++++ RECORDS SHOWN
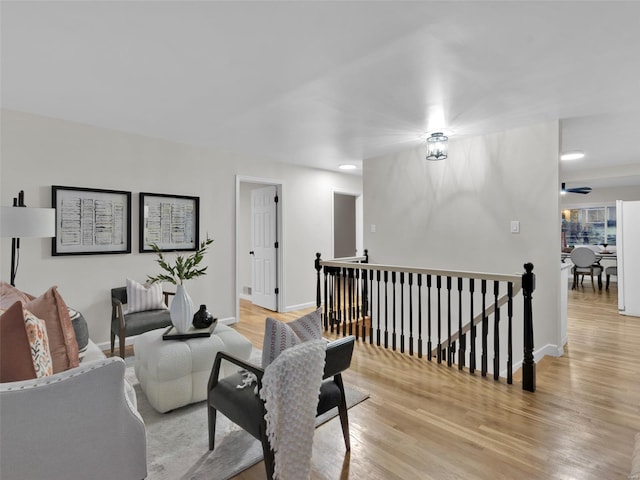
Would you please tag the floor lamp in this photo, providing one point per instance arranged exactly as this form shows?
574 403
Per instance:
19 221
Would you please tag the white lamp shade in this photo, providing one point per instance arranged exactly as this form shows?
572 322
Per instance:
24 222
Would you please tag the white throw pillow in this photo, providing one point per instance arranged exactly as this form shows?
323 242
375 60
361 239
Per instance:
144 297
278 336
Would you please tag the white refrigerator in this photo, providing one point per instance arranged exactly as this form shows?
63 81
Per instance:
628 253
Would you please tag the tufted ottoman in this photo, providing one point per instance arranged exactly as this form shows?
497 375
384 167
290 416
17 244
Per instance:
174 373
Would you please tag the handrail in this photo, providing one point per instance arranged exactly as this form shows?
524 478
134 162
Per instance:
478 319
498 277
377 300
++++++++
Copy the records word for word, starting at the line with "Would you please tag the white refrigerator" and continuing up to and including the last line of the records.

Would you please tag the white refrigerator in this photo, providing one point per instance arranged exactly as this form shows?
63 81
Per instance:
628 253
Would you please tag the tufted ottoman in this photo, providing one point per instance arranged exactly as this form shows?
497 375
384 167
290 416
17 244
Per instance:
174 373
Would you please tag the handrail in this photo, providing one point per instance arranged exactly as this form shows?
524 478
134 162
Per instance:
478 319
498 277
377 300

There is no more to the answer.